◆ **SELECTED EXCERPT**:
- Location: 45°29′37″N 73°38′57″W﻿ / ﻿45.493532°N 73.649050°W Côte-des-Neiges, Montreal, Quebec, Canada
- Date: June 22, 2026
- Target: Aylo headquarters
- Attack type: Ambush; shootout;
- Weapons: SKS semi-automatic rifle
- Deaths: 3 (including the perpetrator)
- Injured: 2
- Perpetrator: Seth Hatfield
- Defenders: Service de police de la Ville de Montréal
- Motive: Opposition to pornography; Anti-capitalism; Incel ideology;

= 2026 Montreal shooting =

Shooting in Quebec, Canada

On June 22, 2026, a shooting and a subsequent shootout occurred outside the headquarters of Aylo, a multinational conglomerate involved in internet pornography, including the pornographic video-sharing website Pornhub, in the Côte-des-Neiges neighborhood of Montreal, Quebec, Canada. Three people were killed during the incident: a civilian; a Montreal City Police Service (SPVM) police officer; and the perpetrator, 25-year-old Seth Hatfield, who was fatally shot by responding officers. A second SPVM officer was critically injured, and a second civilian sustained minor injuries. Quebec's minister of public security Ian Lafrenière denied terrorism as a motivation.

== Shooting ==
On June 22, 2026, at 11:35 a.m. EDT, the Montreal City Police Service (SPVM) responded to a 911 call after a witness saw a gun sticking out of a window at the Hilton Garden Inn Montreal Midtown, and reported hearing gunshots. The gunman appeared to be shooting at the sixth floor of the building across from the hotel, where Aylo's employees were working. When police officers arrived, they exchanged gunfire with the gunman, now at street level. One officer, a civilian, and the perpetrator were killed. A second officer was critically injured.

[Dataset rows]
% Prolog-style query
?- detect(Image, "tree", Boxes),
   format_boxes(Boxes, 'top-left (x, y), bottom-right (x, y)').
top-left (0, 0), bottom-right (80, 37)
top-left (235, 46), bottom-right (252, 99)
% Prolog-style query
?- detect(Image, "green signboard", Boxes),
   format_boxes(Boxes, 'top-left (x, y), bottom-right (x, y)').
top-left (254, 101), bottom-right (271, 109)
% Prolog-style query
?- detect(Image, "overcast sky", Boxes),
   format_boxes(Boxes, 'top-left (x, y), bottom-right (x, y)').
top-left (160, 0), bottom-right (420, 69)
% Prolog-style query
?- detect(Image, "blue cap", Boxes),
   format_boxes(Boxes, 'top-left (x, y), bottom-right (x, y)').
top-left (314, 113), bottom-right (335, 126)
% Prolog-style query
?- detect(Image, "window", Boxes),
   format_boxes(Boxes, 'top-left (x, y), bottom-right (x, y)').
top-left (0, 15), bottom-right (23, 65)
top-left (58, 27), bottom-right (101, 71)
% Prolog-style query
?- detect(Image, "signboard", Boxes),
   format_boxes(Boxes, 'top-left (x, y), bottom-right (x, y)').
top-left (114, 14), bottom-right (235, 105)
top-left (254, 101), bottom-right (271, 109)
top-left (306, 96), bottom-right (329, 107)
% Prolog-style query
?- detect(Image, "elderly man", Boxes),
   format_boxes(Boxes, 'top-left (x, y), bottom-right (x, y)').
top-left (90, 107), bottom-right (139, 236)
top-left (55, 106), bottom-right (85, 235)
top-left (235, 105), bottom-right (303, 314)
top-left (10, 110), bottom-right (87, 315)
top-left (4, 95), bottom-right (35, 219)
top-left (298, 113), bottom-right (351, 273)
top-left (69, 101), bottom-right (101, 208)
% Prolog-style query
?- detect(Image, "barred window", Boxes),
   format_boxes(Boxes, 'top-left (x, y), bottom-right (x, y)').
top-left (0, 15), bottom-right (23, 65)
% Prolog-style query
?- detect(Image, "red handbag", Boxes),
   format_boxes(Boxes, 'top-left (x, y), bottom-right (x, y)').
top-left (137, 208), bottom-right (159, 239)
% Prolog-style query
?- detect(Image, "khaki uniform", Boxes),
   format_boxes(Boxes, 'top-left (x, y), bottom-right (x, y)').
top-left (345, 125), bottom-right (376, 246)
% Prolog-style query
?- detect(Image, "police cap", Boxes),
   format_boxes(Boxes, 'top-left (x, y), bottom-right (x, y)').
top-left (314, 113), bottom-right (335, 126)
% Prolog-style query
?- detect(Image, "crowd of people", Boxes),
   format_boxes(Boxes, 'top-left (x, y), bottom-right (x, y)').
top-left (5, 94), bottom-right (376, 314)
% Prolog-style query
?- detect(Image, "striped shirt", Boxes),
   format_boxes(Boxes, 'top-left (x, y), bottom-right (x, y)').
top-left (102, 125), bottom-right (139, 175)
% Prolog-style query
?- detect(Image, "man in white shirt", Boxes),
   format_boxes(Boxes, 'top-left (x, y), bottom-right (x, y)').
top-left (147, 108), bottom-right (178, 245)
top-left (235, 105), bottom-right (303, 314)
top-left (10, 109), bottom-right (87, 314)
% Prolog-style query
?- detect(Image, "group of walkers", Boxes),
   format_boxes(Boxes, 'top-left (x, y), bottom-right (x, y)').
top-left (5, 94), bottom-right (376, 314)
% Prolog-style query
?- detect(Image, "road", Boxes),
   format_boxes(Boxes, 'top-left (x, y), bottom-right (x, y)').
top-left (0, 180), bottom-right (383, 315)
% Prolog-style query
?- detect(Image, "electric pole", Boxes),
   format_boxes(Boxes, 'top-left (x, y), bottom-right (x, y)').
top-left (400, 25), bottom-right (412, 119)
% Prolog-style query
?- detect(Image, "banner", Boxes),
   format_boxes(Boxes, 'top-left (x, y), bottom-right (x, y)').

◆ **JOB 1**: Render the entries from the first line of the dataset rows through the line containing "top-left (58, 27), bottom-right (101, 71)" as a Markdown table with the columns Row and Content, numbering each line and leaving out blank lines.
◆ **JOB 2**: Extend the article on the 2026 Montreal shooting past its final sentence.
The entries have no connection to the article on the 2026 Montreal shooting.

◆ **TASK OUTPUT 1**:
| Row | Content |
|---|---|
| 1 | % Prolog-style query |
| 2 | ?- detect(Image, "tree", Boxes), |
| 3 |    format_boxes(Boxes, 'top-left (x, y), bottom-right (x, y)'). |
| 4 | top-left (0, 0), bottom-right (80, 37) |
| 5 | top-left (235, 46), bottom-right (252, 99) |
| 6 | % Prolog-style query |
| 7 | ?- detect(Image, "green signboard", Boxes), |
| 8 |    format_boxes(Boxes, 'top-left (x, y), bottom-right (x, y)'). |
| 9 | top-left (254, 101), bottom-right (271, 109) |
| 10 | % Prolog-style query |
| 11 | ?- detect(Image, "overcast sky", Boxes), |
| 12 |    format_boxes(Boxes, 'top-left (x, y), bottom-right (x, y)'). |
| 13 | top-left (160, 0), bottom-right (420, 69) |
| 14 | % Prolog-style query |
| 15 | ?- detect(Image, "blue cap", Boxes), |
| 16 |    format_boxes(Boxes, 'top-left (x, y), bottom-right (x, y)'). |
| 17 | top-left (314, 113), bottom-right (335, 126) |
| 18 | % Prolog-style query |
| 19 | ?- detect(Image, "window", Boxes), |
| 20 |    format_boxes(Boxes, 'top-left (x, y), bottom-right (x, y)'). |
| 21 | top-left (0, 15), bottom-right (23, 65) |
| 22 | top-left (58, 27), bottom-right (101, 71) |

◆ **TASK OUTPUT 2**:
Constable Mohamed Lamine Benredouane and a female police officer were the first to arrive. Benredouane was shot and fatally wounded. A civilian, Michel Mizrahi, was also fatally shot as he approached the police officers' position. The female police officer was then shot and critically wounded. The gunman was fatally shot by Constable Xavier Gaumond as he reloaded. Gaumond, who was working as the acting sergeant of Station 26, had arrived in time to see Benredouane being shot.

Police blocked Highway 15 and the Orange Line and ordered residents within the boundaries of Côte-des-Neiges Road, MacDonald Street, Highway 40 and Queen Mary to remain indoors. A video posted to social media showed the shooter dressed in camouflage and ambushing the officers. A witness estimated hearing 30–40 gunshots.

Police Chief Fady Dagher stated that he did not know who shot Mizrahi.

==Victims==
The shooter killed an SPVM police officer and injured another police officer. A civilian was also fatally shot during the incident; the circumstances of his death remain under investigation.

The Israeli Consulate in Montreal identified the civilian victim as Israeli Michel Mizrahi, aged 68, a Montreal resident of more than 30 years. A second civilian received minor injuries.

The slain officer was Constable Mohamed Lamine Benredouane, aged 34, who joined the SPVM in 2021. This incident marked the first SPVM officer killed in the line of duty in 24 years. According to Borough Mayor Stéphanie Valenzuela, Constable Benredouane grew up in the neighbourhood where he died. A second officer was critically injured.

== Perpetrator ==
The Quebec coroner's office identified the shooter as Seth Scott Hatfield, aged 25, a resident of Lethbridge, Alberta. He studied philosophy at the University of Lethbridge. A high-risk operation was carried out at his residence on the day of the incident.

A 2023 archive of Hatfield's YouTube account featured a playlist of videos called "Favorites" which included videos from conspiracy theorist Paul Joseph Watson, a military march "Farewell of Slavianka" that was used during the Russian Civil War, and a question and answer video about fascism. The videos were published between 2019 and 2021. Hatfield's subscriptions focused on pagan beliefs, fishing, and firearms.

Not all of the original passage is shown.